* [TEXT PASSAGE]:
--*--
Given GM's attempt to ruin Thanksgiving with nationally-televised bailout lies and sacrilegious comparisons to Evel Knievel, we are reposting this story. It explores the truth behind GM's management miracle.
Car czar Rattner says he was 'stunned by the incompetence of GM's management' and that financial controls within the automaker were the worst he's ever seen. Details plus a short CNN clip of Rattner annihilation.
On Management Incompetence Inside GM
- Everyone knew Detroit's reputation for insular, slow-moving cultures. Even by that low standard, I was shocked by the stunningly poor management that we found, particularly at GM, where we encountered, among other things, perhaps the weakest finance operation any of us had ever seen in a major company.
- For example, under the previous administration's loan agreements, Treasury was to approve every GM transaction of more than $100 million that was outside of the normal course. From my first day at Treasury, PowerPoint decks would arrive from GM (we quickly concluded that no decision seemed to be made at GM without one) requesting approvals. We were appalled by the absence of sound analysis provided to justify these expenditures.
- The cultural deficiencies were equally stunning. At GM's Renaissance Center headquarters, the top brass were sequestered on the uppermost floor, behind locked and guarded glass doors. Executives housed on that floor had elevator cards that allowed them to descend to their private garage without stopping at any of the intervening floors (no mixing with the drones).
--*--
* [DATA BLOCK]:
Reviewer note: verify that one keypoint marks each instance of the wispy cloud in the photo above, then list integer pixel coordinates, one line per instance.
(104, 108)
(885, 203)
--*--
* [EXERCISE TASKS]:
A - In the text on GM's management, which GM transactions did Treasury have to approve under the previous administration's loan agreements?
B - Reproduce the stretch of the text on GM's management from "Car czar Rattner" through "a major company.".

* [ANSWERS FOR EACH ITEM]:
A - Every GM transaction of more than $100 million that was outside of the normal course.

B -
Car czar Rattner says he was 'stunned by the incompetence of GM's management' and that financial controls within the automaker were the worst he's ever seen. Details plus a short CNN clip of Rattner annihilation.
On Management Incompetence Inside GM
- Everyone knew Detroit's reputation for insular, slow-moving cultures. Even by that low standard, I was shocked by the stunningly poor management that we found, particularly at GM, where we encountered, among other things, perhaps the weakest finance operation any of us had ever seen in a major company.